## Task objective
Print the entries underneath word for word, omitting whatever pictures they contain.
[Input for this task — start]
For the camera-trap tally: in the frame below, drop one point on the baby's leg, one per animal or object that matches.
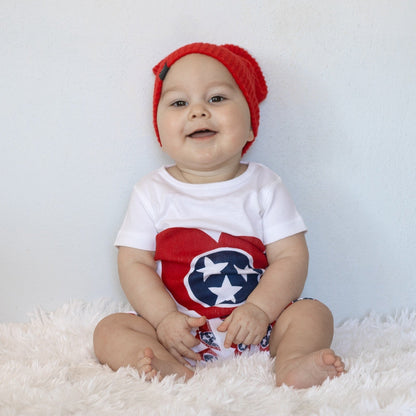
(124, 339)
(300, 340)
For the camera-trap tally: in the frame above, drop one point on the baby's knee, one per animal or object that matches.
(104, 330)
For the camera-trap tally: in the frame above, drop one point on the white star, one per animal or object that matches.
(225, 292)
(244, 272)
(211, 268)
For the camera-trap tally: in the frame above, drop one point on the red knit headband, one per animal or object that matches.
(242, 66)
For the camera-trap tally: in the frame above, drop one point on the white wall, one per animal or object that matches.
(76, 134)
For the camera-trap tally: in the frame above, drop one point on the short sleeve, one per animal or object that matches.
(280, 216)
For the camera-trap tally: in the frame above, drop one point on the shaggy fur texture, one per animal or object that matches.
(48, 367)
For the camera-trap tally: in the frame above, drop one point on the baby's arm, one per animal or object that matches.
(282, 282)
(148, 296)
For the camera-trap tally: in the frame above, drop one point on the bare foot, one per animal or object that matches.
(309, 370)
(151, 366)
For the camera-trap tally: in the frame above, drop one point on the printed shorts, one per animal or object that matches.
(211, 346)
(211, 341)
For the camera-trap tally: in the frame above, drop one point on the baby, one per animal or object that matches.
(212, 253)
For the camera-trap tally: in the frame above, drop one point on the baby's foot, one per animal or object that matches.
(309, 370)
(150, 366)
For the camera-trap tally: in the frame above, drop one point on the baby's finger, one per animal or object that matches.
(224, 325)
(230, 338)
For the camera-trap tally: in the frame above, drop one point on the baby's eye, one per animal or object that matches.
(179, 103)
(216, 99)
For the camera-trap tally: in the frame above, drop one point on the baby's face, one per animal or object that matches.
(203, 117)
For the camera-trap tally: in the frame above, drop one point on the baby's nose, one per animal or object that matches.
(198, 111)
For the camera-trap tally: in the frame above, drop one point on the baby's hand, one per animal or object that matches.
(247, 325)
(174, 332)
[Input for this task — finish]
## Answer space
For the camera-trap tally: in the frame below, drop one point on the baby's leg, one per animal or object that matches.
(124, 339)
(300, 340)
For the camera-trap tally: in the frame above, drop one point on the baby's knee, one per animal or object that matches.
(104, 330)
For the camera-trap tally: in the frame above, drop one point on the white star, one per animal or object that matches.
(225, 292)
(244, 272)
(211, 268)
For the camera-trap tally: in the frame above, drop one point on the red knit headband, one per animal or object that matches.
(242, 66)
For the camera-trap tally: in the frame above, drop one point on the white wall, one per animal or object that matches.
(76, 134)
For the camera-trap tally: in the frame above, drop one point on the short sleeve, one per animal or object that matches.
(280, 216)
For the camera-trap tally: in the frame above, drop one point on the shaggy fur texture, one per animal or object that matches.
(48, 367)
For the camera-trap tally: in the frame above, drop one point on the baby's arm, one per animal or object that matches.
(282, 282)
(148, 296)
For the camera-trap tally: in the frame above, drop one point on the bare foot, one per animal or object that matches.
(309, 370)
(151, 366)
For the camera-trap tally: in the frame above, drop one point on the printed shorts, one per animal or object that matches.
(211, 346)
(211, 341)
For the camera-trap tally: in the frame above, drop one point on the baby, one per animal or object that matches.
(212, 253)
For the camera-trap tally: in the frame above, drop one point on the baby's foot, one per animal or object that matches.
(309, 370)
(150, 366)
For the camera-trap tally: in the frame above, drop one point on the baby's finger, one per animal or object that matches.
(224, 325)
(230, 338)
For the camera-trap tally: in the frame above, drop one point on the baby's eye, one per animal or object that matches.
(179, 103)
(216, 99)
For the camera-trap tally: in the frame above, drop one point on the baby's face, one per animal or object that matches.
(203, 117)
For the camera-trap tally: in the frame above, drop one point on the baby's nose, one per animal or object that matches.
(198, 111)
For the camera-trap tally: in the frame above, drop one point on the baby's hand, one per animal or object that matches.
(247, 325)
(174, 332)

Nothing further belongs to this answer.